Report every line in the entries below that contains the string "figure", matching case exactly.

=== SUPPLIED RECORDS ===

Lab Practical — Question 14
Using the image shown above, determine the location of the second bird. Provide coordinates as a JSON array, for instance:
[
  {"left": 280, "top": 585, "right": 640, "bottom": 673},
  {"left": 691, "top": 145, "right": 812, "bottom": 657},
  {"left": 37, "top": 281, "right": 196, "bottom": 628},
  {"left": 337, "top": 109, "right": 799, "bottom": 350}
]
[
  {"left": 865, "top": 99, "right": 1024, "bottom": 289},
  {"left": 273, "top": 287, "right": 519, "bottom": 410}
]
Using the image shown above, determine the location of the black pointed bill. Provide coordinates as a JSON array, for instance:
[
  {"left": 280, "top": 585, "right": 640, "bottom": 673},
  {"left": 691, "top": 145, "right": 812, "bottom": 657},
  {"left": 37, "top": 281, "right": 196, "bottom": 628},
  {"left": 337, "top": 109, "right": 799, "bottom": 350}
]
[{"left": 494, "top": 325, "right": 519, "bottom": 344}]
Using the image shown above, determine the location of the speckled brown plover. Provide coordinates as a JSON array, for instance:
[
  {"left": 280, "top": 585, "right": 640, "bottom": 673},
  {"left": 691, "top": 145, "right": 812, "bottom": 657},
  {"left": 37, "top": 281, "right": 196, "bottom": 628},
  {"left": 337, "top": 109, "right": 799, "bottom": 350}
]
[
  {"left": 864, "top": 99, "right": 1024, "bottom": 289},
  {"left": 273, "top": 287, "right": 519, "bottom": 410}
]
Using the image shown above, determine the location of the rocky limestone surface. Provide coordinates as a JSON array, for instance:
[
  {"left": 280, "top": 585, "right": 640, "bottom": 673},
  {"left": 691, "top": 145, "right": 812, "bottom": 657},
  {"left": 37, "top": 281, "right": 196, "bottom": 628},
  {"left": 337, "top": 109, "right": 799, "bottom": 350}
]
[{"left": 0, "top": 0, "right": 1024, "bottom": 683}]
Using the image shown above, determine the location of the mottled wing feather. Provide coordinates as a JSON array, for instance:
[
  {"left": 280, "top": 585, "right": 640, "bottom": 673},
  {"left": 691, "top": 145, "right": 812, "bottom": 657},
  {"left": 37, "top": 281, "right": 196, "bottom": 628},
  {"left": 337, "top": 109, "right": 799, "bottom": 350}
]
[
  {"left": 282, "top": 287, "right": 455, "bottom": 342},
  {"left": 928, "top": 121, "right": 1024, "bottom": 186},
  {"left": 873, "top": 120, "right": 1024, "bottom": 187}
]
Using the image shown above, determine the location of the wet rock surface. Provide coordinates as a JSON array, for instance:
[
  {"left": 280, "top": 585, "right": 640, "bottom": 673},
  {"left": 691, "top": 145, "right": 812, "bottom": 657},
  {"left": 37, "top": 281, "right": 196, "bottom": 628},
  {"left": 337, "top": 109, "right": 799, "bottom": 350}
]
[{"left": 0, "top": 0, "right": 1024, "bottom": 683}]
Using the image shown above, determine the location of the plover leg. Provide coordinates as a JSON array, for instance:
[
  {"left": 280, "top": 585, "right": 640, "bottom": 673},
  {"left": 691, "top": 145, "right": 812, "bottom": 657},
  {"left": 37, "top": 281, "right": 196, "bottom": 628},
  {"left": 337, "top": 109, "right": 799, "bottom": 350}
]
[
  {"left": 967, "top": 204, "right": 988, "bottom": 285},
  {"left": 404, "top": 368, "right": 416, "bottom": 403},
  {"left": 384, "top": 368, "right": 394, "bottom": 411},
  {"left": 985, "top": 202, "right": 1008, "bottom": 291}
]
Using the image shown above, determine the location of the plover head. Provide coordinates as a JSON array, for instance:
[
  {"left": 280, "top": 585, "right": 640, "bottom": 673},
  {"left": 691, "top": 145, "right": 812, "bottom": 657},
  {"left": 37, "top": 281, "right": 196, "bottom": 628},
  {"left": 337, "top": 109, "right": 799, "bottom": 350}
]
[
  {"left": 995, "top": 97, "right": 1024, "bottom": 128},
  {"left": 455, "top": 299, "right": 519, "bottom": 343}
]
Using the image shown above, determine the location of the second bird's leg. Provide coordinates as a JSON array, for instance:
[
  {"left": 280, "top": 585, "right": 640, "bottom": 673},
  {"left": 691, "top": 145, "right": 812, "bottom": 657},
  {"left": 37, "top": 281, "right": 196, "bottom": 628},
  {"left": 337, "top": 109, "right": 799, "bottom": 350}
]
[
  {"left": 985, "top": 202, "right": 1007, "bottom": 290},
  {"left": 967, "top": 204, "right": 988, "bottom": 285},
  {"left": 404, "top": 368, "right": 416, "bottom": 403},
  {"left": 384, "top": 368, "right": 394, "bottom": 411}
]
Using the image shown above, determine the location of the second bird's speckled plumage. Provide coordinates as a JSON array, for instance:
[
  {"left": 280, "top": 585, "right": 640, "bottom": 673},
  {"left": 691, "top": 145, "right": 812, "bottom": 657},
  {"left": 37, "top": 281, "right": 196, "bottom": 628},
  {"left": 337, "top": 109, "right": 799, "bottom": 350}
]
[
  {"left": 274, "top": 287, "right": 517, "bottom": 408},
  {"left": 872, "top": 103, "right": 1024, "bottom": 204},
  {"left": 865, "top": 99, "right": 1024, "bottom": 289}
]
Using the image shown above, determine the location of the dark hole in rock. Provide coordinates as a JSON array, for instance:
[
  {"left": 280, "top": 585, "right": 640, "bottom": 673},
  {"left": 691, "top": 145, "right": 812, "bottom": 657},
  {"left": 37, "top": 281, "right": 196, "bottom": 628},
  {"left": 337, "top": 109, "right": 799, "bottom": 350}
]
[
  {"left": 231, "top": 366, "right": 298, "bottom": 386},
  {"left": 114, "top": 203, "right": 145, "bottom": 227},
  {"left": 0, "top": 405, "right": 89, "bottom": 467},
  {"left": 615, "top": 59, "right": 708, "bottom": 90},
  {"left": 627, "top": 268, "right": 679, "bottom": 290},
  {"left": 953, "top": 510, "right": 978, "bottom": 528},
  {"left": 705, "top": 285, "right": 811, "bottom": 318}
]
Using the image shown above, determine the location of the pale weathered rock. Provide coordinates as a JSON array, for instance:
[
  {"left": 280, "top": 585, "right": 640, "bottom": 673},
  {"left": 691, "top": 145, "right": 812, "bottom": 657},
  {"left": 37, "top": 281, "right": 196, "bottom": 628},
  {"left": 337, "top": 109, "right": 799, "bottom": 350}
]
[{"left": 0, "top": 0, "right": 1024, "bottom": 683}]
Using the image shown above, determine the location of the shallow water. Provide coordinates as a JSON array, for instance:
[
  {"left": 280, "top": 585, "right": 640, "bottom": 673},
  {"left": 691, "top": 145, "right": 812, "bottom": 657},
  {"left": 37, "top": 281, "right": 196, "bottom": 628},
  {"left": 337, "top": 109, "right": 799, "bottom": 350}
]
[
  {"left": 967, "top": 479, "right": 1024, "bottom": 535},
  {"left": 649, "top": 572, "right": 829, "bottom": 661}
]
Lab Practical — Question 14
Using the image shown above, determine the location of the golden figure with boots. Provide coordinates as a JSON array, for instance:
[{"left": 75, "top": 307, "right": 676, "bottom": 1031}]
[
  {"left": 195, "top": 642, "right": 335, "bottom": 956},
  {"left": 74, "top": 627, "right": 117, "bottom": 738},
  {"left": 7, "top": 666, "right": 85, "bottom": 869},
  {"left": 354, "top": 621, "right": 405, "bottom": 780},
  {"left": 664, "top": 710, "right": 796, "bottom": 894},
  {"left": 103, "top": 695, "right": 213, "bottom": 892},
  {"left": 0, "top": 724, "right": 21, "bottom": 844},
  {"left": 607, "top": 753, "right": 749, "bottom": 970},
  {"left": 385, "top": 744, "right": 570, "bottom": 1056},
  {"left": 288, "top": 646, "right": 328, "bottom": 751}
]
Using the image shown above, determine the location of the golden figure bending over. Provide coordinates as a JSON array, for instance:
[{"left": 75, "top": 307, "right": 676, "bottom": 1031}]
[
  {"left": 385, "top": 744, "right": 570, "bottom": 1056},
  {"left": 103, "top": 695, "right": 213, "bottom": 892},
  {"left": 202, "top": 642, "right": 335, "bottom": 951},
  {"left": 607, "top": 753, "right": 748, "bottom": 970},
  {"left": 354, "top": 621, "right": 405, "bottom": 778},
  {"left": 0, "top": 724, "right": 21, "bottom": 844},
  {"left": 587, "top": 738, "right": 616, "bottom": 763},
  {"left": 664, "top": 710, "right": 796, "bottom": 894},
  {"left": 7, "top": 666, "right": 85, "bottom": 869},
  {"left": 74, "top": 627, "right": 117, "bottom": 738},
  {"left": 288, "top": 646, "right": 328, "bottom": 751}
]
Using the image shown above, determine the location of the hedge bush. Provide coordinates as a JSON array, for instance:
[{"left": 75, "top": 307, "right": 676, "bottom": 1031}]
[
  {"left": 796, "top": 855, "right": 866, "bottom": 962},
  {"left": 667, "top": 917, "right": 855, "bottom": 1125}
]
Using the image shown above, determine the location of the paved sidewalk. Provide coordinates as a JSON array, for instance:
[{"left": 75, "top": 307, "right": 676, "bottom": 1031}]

===

**OUTPUT BELOW**
Using the image shown above, determine the location of the golden figure with boots. Provide coordinates as a JSON array, for instance:
Using the image shown above, determine the location of the golden figure bending over. Provide coordinates as a JSON array, for instance:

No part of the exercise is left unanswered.